## [Aim]
Gather every line in the material below that contains the string "chair". Copy each such line in full.

##### Records #####

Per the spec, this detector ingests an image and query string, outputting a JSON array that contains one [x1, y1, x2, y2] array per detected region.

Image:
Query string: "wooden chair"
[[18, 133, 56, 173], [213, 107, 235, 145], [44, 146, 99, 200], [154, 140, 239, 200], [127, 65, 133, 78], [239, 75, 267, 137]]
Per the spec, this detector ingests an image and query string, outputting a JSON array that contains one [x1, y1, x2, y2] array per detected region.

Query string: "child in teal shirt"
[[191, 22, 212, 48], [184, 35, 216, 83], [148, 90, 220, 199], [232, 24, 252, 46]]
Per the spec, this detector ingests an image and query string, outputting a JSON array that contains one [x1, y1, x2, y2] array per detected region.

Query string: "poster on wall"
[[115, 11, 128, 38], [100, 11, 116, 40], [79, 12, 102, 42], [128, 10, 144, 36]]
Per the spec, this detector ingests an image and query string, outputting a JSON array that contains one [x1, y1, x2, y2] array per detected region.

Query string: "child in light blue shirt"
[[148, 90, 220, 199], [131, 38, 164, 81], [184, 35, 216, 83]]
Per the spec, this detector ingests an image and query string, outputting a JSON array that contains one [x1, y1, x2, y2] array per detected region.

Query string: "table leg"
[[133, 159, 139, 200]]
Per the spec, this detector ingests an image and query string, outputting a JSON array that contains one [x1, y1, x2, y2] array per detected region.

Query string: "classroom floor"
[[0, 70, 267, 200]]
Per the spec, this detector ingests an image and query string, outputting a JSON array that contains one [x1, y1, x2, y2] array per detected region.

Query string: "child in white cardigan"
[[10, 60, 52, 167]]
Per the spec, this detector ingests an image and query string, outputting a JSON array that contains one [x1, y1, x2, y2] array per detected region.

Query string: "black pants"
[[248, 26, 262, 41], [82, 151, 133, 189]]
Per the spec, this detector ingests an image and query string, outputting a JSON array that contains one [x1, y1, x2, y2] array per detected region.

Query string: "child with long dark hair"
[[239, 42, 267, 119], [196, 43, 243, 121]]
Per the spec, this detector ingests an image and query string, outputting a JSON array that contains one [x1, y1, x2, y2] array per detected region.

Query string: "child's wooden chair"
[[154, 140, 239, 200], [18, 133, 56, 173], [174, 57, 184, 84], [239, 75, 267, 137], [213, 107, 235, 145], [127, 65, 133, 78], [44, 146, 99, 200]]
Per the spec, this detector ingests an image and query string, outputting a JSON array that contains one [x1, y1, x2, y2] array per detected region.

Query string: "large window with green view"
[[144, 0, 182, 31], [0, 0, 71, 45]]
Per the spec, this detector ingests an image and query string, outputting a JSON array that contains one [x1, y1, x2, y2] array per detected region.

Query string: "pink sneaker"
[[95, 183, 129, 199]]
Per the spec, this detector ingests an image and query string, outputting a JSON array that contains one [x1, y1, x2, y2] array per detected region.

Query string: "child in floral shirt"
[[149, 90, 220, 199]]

#####

## [Answer to this problem]
Query string: "wooden chair"
Query string: "child's wooden chair"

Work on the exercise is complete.